Text START
In about 2 weeks I’ll be taking my first holiday in about 4 years and I mean the first proper going-away-to-a-different-location-for-an-extended-time kind of break and I am very, very excited. Well I will be. I suppose at the moment (at the time of writing this) I’m feeling rather frayed.
It dawned on me that during my PhD I didn’t actually take any holiday. I was entitled to annual leave but I mostly spent my summers working. Or thinking about working. Or spending the few days I did take off feeling like I should be working and compensating by taking work with me and doing bits here and there when I could. Taking work along during your holiday isn’t a holiday and I knew it. Working at this kind of pace for years on end is bound to take it’s toll.
Post-PhD life has been a strange adjustment. It seemed normal to me to be working all the time and it’s taken me at least a year to accept the fact that I can relax. It’s also taken a lot of time and effort to learn how to take a break. It sounds absurd to think that one needs to learn how to relax. I suppose it’s a new kind of normal that I’m learning about.
So I am looking forward to taking my first guilt-free holiday from work and it is going to be very liberating.
Yes, it has been quite a few months since my last post. It’s been a strange time and getting used to this post-PhD life has been quite the challenge, simply because life is complicated in the most interesting ways.
I’m just over one year into my post as a Researcher Developer and it is only now that I feel like I’m actually getting to grips with what I’m doing. The switch from focusing on one research project (e.g. my thesis) to juggling several projects simultaneously hasn’t been an easy transition and I can’t say that I’m entirely comfortable handling different projects on the go. I prefer to have one main focus but at the moment, that’s more a luxury than reality.
More on this, and on other musing on my post-PhD life will be coming up!
The last five months have been rather eventful, with everything happening at the same time:
March: I submitted my thesis corrections which were approved by external examiners. I then submitted the final version of my thesis to the university.
Early April: I completed my first, full marathon (26.2 miles / 42 km) in 5 hours 13 minutes, then blogged about it HERE.
Late April: I started a job at The University of Manchester!
Text END
Provided material START
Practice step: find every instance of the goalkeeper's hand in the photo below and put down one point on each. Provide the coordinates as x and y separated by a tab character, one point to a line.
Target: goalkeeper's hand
Provided material END
* **Tasks to perform**:
A - According to the text about post-PhD life, how long did it take the writer to complete the first full marathon?
B - Carry the text about post-PhD life forward from its last line.
Nothing in the data is needed for this work.

* **Numbered answers**:
A - 5 hours 13 minutes.

B -
July: My parents visited me in the UK and witnessed me graduate from my PhD programme wearing a Tudor bonnet and medieval robes! While they were here we travelled to Sweden and visited family that we haven’t seen for years.
August: Had laser eye surgery. Now I can see without the aid of contact or glasses. This was my graduation gift to myself and something that I had been planning to do for quite a while. I also changed my bank cards to say “Dr”!
Whew. It’s a lot of process. I’ve already blogged a little about the expectations I had for my post-PhD life, but now I’d like to backtrack and say a little about graduating. Now there is something very final about graduation ceremonies. Everything up to this point – submitting the thesis, the viva, then submitting corrections – was an end in themselves, but they never felt like THE end. I felt I didn’t really have a PhD.
The graduation ceremony, on the other hand, is an event that publicly marks one’s successful academic achievement by conferring a degree. With awesome robes. My last graduation ceremony was my high school graduation. I remember the giddiness of feeling so ‘adult’ and ‘ready for life’ or something along those lines (it was a a long time ago)! My PhD graduation was far from feeling ‘grown up’, but was more like a very solid sense of achievement. A “Yes, I made it!” kind of moment, a swell of confidence in myself, and a sense of closure. A proper “I’m done now.” finality to my PhD journey. For me there was no sadness or emptiness on graduation day but a lasting memory of feeling very, very good.